--- EXERCISE OBJECTIVE ---
Which lines of the entries below hold the word "foliage"? Report each of them.

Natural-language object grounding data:
'''

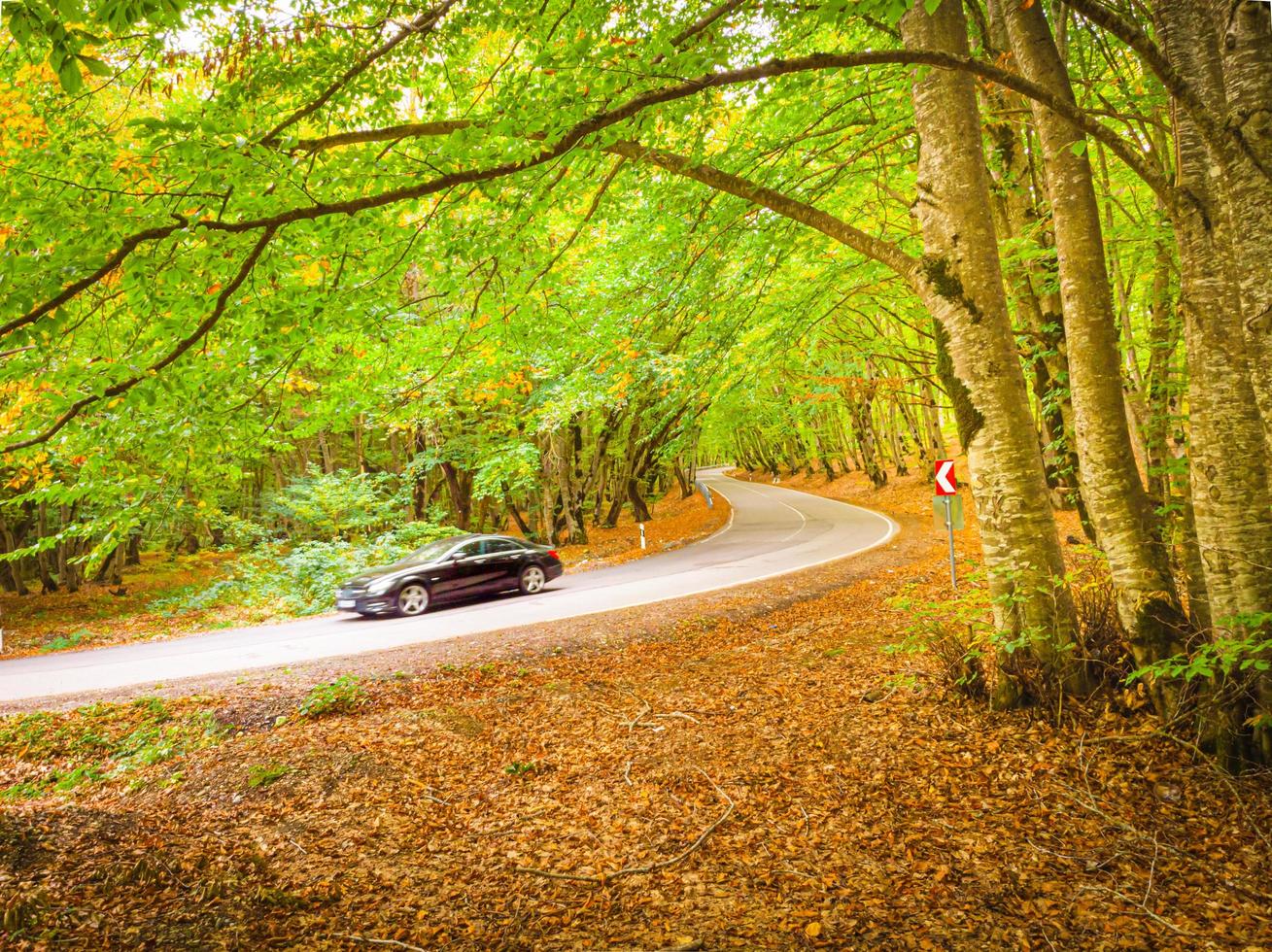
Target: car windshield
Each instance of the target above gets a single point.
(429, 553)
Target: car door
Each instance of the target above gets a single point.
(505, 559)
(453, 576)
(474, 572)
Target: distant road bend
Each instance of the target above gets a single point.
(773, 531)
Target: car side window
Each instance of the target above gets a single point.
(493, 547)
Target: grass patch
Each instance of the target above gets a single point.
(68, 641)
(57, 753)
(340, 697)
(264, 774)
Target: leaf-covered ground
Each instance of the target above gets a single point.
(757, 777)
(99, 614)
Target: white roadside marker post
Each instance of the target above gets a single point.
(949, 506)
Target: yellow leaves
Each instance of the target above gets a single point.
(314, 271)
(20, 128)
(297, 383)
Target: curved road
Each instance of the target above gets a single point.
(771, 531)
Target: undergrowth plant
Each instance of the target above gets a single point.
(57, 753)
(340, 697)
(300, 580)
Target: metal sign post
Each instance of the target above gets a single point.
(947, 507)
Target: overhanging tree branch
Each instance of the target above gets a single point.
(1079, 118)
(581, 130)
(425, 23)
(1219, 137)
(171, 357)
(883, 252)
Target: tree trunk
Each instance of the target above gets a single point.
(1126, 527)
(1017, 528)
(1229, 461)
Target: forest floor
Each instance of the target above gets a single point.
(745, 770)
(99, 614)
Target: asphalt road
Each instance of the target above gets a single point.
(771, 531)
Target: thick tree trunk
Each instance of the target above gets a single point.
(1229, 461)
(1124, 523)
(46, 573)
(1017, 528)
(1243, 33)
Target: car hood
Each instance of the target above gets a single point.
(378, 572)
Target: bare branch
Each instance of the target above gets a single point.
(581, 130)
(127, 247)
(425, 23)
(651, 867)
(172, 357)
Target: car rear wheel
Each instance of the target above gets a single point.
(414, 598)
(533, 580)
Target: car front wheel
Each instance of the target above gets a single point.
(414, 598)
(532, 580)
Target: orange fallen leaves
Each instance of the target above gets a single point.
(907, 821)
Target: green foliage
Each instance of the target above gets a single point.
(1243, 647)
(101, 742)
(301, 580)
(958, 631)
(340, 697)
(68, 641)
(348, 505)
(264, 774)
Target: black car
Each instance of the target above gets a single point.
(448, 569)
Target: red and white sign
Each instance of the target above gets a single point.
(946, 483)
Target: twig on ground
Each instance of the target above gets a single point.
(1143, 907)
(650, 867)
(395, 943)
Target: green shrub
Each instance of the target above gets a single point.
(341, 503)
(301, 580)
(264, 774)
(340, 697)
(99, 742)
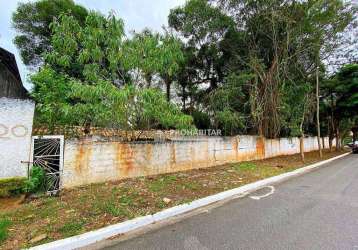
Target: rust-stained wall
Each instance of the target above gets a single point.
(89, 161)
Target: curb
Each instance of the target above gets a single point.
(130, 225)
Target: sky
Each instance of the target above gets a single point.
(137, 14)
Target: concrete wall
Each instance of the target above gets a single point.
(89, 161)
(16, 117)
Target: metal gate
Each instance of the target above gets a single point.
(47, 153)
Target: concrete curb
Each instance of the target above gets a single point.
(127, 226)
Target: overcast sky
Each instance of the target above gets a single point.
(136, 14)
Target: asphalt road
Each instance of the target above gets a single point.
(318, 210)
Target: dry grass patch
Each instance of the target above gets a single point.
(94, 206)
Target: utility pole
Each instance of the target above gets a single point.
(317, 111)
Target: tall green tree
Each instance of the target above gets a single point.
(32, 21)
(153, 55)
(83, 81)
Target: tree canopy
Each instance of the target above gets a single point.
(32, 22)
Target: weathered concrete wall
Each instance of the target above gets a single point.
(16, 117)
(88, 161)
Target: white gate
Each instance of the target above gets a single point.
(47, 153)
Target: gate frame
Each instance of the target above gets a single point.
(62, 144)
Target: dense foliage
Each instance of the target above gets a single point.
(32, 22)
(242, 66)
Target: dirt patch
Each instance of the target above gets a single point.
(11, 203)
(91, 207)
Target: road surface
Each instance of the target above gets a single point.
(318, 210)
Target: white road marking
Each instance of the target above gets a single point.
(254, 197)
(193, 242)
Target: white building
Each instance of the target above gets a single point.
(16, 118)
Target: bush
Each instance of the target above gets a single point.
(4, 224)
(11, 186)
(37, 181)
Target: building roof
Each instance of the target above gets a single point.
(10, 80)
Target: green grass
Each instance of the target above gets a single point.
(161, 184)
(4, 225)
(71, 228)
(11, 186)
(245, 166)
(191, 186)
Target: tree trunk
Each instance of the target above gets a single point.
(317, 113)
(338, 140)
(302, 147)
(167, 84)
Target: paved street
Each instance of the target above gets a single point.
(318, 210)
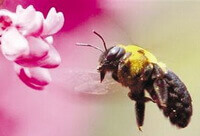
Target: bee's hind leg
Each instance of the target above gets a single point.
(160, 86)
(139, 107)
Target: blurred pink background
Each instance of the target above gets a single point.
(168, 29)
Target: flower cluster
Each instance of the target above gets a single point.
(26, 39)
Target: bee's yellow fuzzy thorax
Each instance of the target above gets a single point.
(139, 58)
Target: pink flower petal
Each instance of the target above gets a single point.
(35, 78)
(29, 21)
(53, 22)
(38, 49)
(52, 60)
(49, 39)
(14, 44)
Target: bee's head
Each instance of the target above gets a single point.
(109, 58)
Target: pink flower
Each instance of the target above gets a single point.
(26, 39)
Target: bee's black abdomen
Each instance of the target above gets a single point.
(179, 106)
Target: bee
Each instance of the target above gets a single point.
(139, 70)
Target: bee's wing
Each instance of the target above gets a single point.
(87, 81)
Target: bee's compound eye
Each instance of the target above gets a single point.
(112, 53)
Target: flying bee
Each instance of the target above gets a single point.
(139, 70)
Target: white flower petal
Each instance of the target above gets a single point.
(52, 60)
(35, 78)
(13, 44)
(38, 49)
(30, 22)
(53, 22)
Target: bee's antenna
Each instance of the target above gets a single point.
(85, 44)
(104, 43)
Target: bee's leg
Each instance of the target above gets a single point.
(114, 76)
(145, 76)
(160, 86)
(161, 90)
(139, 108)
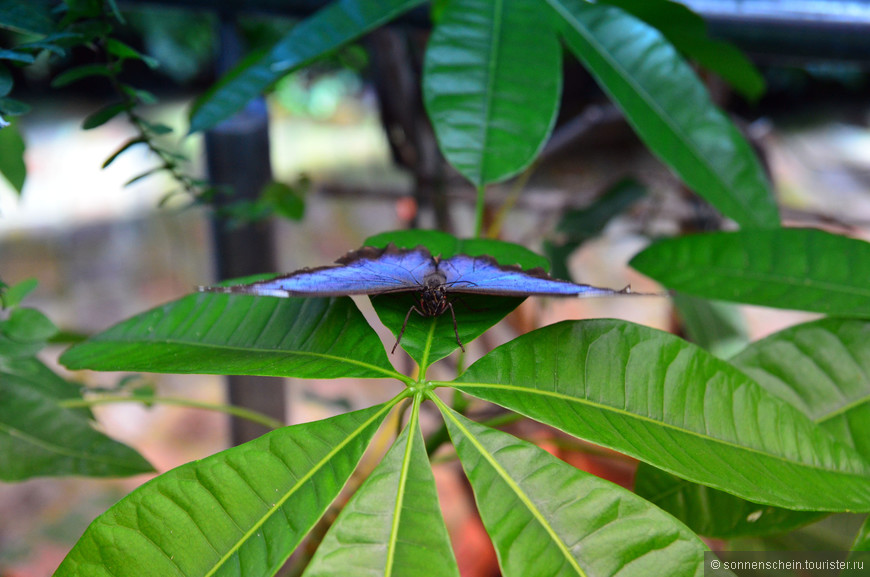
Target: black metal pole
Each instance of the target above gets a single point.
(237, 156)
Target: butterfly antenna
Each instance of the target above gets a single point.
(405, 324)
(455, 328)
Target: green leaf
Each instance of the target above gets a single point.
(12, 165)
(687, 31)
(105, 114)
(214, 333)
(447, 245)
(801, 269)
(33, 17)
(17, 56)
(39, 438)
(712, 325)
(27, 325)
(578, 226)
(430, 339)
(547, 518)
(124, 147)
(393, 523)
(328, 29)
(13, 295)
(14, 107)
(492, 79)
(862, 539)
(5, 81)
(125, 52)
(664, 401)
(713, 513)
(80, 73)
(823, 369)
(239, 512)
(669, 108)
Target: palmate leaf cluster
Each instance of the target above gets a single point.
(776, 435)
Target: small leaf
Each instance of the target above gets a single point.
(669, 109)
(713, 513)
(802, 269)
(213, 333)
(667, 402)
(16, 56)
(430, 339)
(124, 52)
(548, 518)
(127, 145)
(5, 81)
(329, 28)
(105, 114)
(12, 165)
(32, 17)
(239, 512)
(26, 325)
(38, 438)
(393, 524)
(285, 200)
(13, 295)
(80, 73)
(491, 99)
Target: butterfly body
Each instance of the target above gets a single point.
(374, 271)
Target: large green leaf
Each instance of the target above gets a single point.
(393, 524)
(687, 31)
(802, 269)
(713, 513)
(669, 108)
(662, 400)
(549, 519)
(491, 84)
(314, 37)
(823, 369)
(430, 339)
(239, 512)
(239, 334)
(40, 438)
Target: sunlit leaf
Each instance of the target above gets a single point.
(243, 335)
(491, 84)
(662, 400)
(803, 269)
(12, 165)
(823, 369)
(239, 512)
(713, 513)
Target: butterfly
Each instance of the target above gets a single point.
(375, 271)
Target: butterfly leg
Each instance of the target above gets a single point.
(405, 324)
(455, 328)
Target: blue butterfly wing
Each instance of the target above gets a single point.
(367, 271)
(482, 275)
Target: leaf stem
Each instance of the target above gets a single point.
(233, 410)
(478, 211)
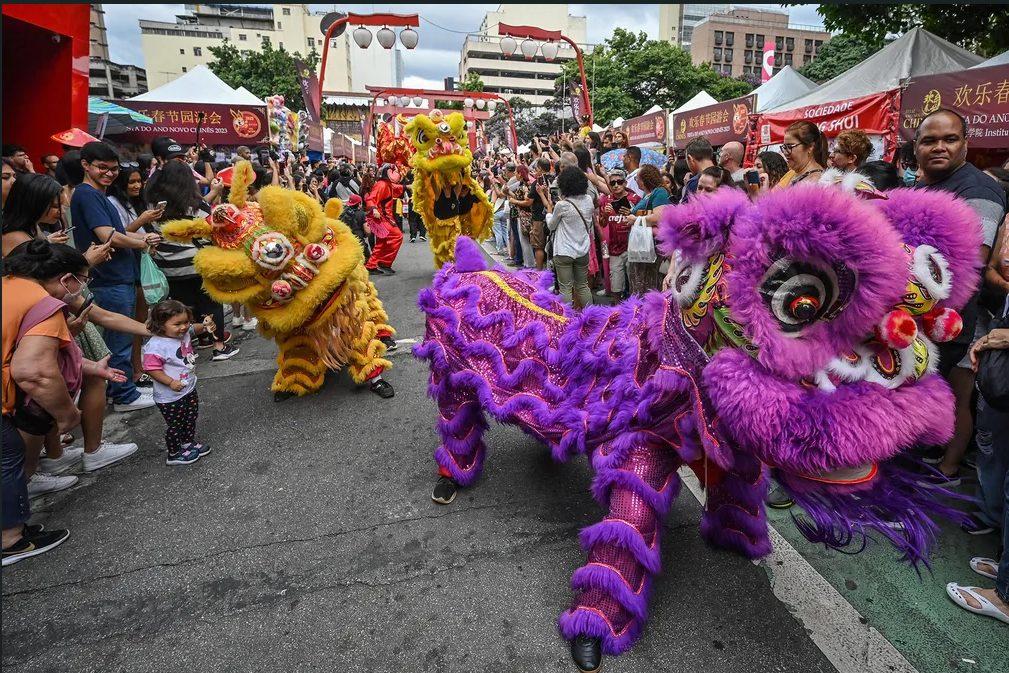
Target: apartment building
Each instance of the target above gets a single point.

'''

--- YOUR SOLUTION ---
Target: green foliage
Target: dense foliage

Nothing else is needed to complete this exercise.